(Stored items from a collection)
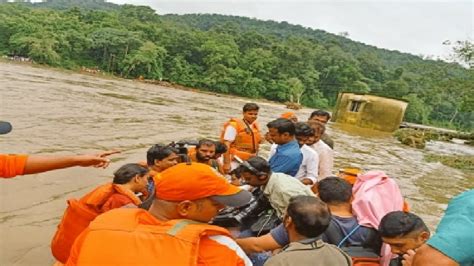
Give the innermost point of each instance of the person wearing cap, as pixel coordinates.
(12, 165)
(241, 136)
(175, 231)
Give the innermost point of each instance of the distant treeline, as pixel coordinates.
(236, 55)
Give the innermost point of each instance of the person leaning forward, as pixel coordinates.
(175, 231)
(241, 136)
(12, 165)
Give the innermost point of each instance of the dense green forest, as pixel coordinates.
(236, 55)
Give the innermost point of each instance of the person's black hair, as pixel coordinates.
(258, 164)
(283, 125)
(303, 129)
(400, 224)
(220, 147)
(205, 142)
(127, 172)
(317, 126)
(250, 107)
(309, 214)
(320, 113)
(334, 190)
(159, 152)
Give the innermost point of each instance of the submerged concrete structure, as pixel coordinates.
(369, 111)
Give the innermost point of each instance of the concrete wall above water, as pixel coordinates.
(369, 111)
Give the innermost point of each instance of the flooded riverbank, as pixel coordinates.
(60, 112)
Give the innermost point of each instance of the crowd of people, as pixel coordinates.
(220, 202)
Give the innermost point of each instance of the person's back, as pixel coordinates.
(313, 252)
(175, 231)
(362, 243)
(305, 220)
(277, 187)
(145, 240)
(241, 136)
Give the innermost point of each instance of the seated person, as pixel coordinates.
(453, 243)
(403, 231)
(290, 116)
(323, 117)
(305, 220)
(221, 148)
(287, 157)
(277, 187)
(129, 180)
(204, 153)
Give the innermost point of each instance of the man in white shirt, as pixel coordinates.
(308, 172)
(326, 154)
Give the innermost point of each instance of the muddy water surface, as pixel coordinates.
(58, 112)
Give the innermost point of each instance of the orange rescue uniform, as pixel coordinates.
(135, 237)
(12, 165)
(247, 140)
(80, 213)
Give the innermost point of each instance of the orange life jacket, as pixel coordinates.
(247, 141)
(80, 213)
(135, 237)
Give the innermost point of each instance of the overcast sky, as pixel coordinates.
(415, 26)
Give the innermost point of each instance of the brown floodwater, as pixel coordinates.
(60, 112)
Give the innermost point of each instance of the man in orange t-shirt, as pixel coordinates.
(175, 231)
(12, 165)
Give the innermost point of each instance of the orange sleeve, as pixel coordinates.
(221, 251)
(12, 164)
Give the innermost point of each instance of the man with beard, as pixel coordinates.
(204, 153)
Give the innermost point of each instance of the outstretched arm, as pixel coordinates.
(38, 164)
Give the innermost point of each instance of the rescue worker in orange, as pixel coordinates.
(241, 136)
(175, 231)
(129, 180)
(12, 165)
(204, 153)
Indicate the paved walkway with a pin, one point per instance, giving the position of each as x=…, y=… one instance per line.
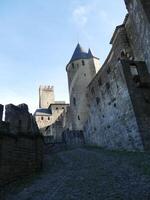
x=90, y=174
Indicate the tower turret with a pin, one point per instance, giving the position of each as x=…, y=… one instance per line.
x=81, y=69
x=46, y=96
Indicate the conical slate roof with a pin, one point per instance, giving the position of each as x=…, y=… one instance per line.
x=79, y=53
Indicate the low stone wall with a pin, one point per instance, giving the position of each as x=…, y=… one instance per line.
x=73, y=137
x=21, y=145
x=20, y=156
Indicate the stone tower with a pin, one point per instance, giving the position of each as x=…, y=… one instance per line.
x=46, y=96
x=81, y=69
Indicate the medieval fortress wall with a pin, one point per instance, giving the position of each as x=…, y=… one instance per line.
x=21, y=144
x=110, y=106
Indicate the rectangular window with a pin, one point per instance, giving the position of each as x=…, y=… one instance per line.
x=93, y=91
x=133, y=70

What you need to do:
The lines from the one holding "Indicate the stone" to the end of the entries are to be repeated exactly, with both ends included and nothing else.

Response for this exercise:
Indicate the stone tower with a pin, one point per instance, giving the position of each as x=…, y=… one instance per line.
x=46, y=96
x=81, y=69
Indicate the medieval fortress wall with a pin, one point per instance, giving the position of each as x=…, y=… one instance per line.
x=21, y=144
x=110, y=106
Indicate the rectangular window with a pin, one point per instance, giving the position of each as x=…, y=… one instance per line.
x=93, y=91
x=133, y=70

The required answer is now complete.